■ Goals:
A. In the audio forum excerpt, what does the GPS receiver's timekeeping reach nanosecond accuracy with?
B. Pick up the audio forum excerpt after its final sentence and keep writing in the same vein.

■ Selected excerpt:
· · ·

Their most serious problem is staying alive while their market shrinks because it is dying off. Reality is that in the mainstream there are a lot of people who think they are high end audiophiles because they own Bose. You know better and I know better but we are a tiny dying minority.

Modern technology is so good that a $39 mass market digital music player has performance that is sonically the same or better than a megabuck high end 2 channel system, except that it is based on headphones/earphones instead of loudspeakers, and for most of the market that is a good thing.

[TOS #5] From: Why do people use AVRs for stereo?

Reply #2
Lemme get this straight.

We have dirt cheap GPS receivers that can get a position lock in like 5 seconds at timekeeping accurate to nanoseconds with GPS signals at a strength of 0.000,000,000,000,00016 W and somebody is telling me a mere AV receiver couldn't be audibly transparent because? 


Yes, because as we all know, sound is very very complicated indeed. In fact, it is so complicated that science cannot fully explain it! Compared to landing a rover on Mars, reliably playing back the audible spectrum with any kind of accuracy is insurmountable 

The best part about the "measurements are useless" crowd is the implication that there are no microphones nor electronics in existence sensitive enough to pick up all the intricacies and nuance of music recorded with microphones and electronics.

[TOS #5] From: Why do people use AVRs for stereo?

Reply #3
The best part about the "measurements are useless" crowd is the implication that there are no microphones nor electronics in existence sensitive enough to pick up all the intricacies and nuance of music recorded with microphones and electronics.


LOL! Great irony!

They also ignore the very fundamental idea that if you have a two-dimensional signal and handle it essentially perfectly in both dimensions it doesn't matter what you know or don't know about the message it contains.

Does an amplifier need to be able to do speech-to-text recognition to properly reproduce speech?  That is the essence of their argument.

[TOS #5] From: Why do people use AVRs for stereo?

Reply #4
Modern technology is so good that a $39 mass market digital music player has performance that is sonically the same or better than a megabuck high end 2 channel system, except that it is based on headphones/earphones instead of loudspeakers, and for most of the market that is a good thing.

· · ·

■ Given information:
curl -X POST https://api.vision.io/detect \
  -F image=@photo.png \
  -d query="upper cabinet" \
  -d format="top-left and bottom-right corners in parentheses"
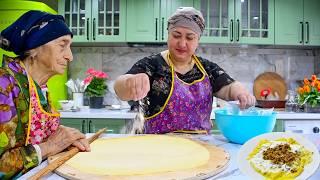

· · ·

■ Exercise answers:
A. GPS signals at a strength of 0.000,000,000,000,00016 W.

B.
Anything before speakers in the consumer audio market can be built for dirt cheap and yet still be completely transparent. The silicon industry has already done all the hard work for the DAC and Class D amp chips and are selling like $1 per piece. Even for a SQ bottleneck like speakers you are entering well into diminishing returns territory at $300/pair.

I can't imagine somebody in another industry like Asus making $1000+ PC motherboards, make outrageous claims that they make you more skilled at gaming while getting away with it like in placebophilia land. Their reputation will get ripped to shreds in seconds by the PC enthusiast crowd. Even I think their current $200+ offerings are grossly overpriced.

[TOS #5] From: Why do people use AVRs for stereo?

Reply #5
I can't imagine somebody in another industry like Asus making $1000+ PC motherboards, make outrageous claims that they make you more skilled at gaming while getting away with it like in placebophilia land. Their reputation will get ripped to shreds in seconds by the PC enthusiast crowd. Even I think their current $200+ offerings are grossly overpriced.


I remember how the KillerNIC network adapter was pretty much torn apart in the gaming press, and that actually had some (marginal) effect. It did offload a small amount of CPU usage to its own processor, which I guess had a small impact when doing 1GBit/s. Nowadays it's completely superfluous, of course.

But compared to the claimed benefits, it was much more cost-effective to just upgrade the CPU instead.

[TOS #5] From: Why do people use AVRs for stereo?

Reply #6
That's because audio is bias and ignorance paradise.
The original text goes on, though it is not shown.